----- Document segment -----
Many airlines will run out of cash before a vaccine becomes widely available next year, Iata has warned.
The result will be failures and an overhang of debt for many carriers that will take years to pay down, according to Iata chief economist Brian Pearce.
Speaking ahead of Iata’s annual general meeting (AGM), Pearce said a cash injection of $173 billion from governments this year “has kept airlines alive”.
But he said: “The problem now is airlines are finding traffic just too low to support services.
“Airline debt has gone up more than 50% to $280 billion. Airlines have to be able to service that debt and have money left over to refurbish fleets and pay debt down. It is going to take years.
“It is going to slow down expansion. It could slow down fleet renewal.
“It’s inevitable we will see a more consolidated industry. We’ll get consolidation through some airline failures and also though mergers and joint ventures of the kind we have seen before.”
Pearce told the Iata AGM: “It looks likely revenues will be some 50% lower in 2021 than pre-crisis forecasts. The industry needs to downsize costs by an equivalent amount.
“We expect cash burn to continue through the first half of 2021. A vaccine raises the possibility the industry can start turning around. The trouble is by that time many airlines may have run out of cash.
----- Given records -----
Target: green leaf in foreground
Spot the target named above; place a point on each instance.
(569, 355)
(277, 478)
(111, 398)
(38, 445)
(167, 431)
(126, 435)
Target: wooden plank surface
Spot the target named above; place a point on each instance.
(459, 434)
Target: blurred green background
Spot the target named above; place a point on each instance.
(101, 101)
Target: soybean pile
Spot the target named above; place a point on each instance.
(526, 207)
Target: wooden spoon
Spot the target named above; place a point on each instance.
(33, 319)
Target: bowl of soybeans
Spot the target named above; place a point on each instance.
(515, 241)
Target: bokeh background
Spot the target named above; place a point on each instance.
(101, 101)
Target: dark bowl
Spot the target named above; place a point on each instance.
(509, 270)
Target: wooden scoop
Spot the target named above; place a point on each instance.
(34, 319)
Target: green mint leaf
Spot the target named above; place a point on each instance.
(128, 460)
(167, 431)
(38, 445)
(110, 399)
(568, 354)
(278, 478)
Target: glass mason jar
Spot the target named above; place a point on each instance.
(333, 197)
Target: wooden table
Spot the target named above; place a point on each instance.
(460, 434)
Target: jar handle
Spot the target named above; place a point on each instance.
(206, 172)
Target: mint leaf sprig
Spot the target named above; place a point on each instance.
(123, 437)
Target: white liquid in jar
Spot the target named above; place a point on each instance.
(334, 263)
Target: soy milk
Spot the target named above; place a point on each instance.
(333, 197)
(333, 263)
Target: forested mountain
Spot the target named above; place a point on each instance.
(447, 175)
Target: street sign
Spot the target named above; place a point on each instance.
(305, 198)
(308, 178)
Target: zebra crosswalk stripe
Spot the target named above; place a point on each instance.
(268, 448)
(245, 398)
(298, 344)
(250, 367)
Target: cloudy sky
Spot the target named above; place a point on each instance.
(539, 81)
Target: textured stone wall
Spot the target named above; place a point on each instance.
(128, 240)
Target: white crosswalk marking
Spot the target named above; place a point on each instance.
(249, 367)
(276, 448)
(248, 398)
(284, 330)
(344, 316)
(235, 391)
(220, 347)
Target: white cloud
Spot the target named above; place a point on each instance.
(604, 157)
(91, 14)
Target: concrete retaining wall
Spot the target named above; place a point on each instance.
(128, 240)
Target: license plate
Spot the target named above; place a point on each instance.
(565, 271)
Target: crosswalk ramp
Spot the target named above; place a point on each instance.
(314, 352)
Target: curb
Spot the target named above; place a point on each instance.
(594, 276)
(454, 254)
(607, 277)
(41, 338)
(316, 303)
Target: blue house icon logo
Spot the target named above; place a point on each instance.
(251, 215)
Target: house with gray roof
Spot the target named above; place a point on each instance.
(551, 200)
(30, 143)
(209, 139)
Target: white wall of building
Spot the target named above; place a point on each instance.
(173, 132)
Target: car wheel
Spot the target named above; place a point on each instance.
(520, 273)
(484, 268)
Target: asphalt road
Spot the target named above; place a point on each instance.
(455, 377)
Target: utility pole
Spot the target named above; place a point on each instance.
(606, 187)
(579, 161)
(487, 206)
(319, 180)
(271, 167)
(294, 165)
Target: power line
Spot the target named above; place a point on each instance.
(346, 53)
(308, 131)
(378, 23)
-----
Questions on the material:
#1 According to the article on airline finances, how much cash did governments give airlines this year?
#2 In the article on airline finances, why does Pearce say the industry needs to cut its costs by about half?
#3 Continue the article on airline finances from where it stops.

Responses to the tasks:
#1 $173 billion.

#2 He expects revenues in 2021 to be about 50% lower than pre-crisis forecasts, so costs need to come down by an equivalent amount.

#3
“The average airline had eight or nine months before they ran out of cash at the mid-point of this year, so they will run out at the end of March.”
He noted: “We see there is pent up demand for leisure travel and for visits to friends and relatives. But business travel will be much slower to recover. It means yields will be much lower than normal.
“We’ll see fewer city pairs with sufficient passenger flows to justify point-to-point traffic, so we’ll see a concentration on hubs.”
He described the impact on long haul as “a challenge” and said, “with vaccine distribution, it might be emerging markets are slower to recover”.
Pearce argued that coronavirus health measures should not be retained longer than needed. He said: “A big worry is that the measures introduced after a crisis sometimes never disappear. We saw this after 9/11
“Health measures to deal with the coronavirus should not cause issues for airlines or problems for passengers longer than is necessary.”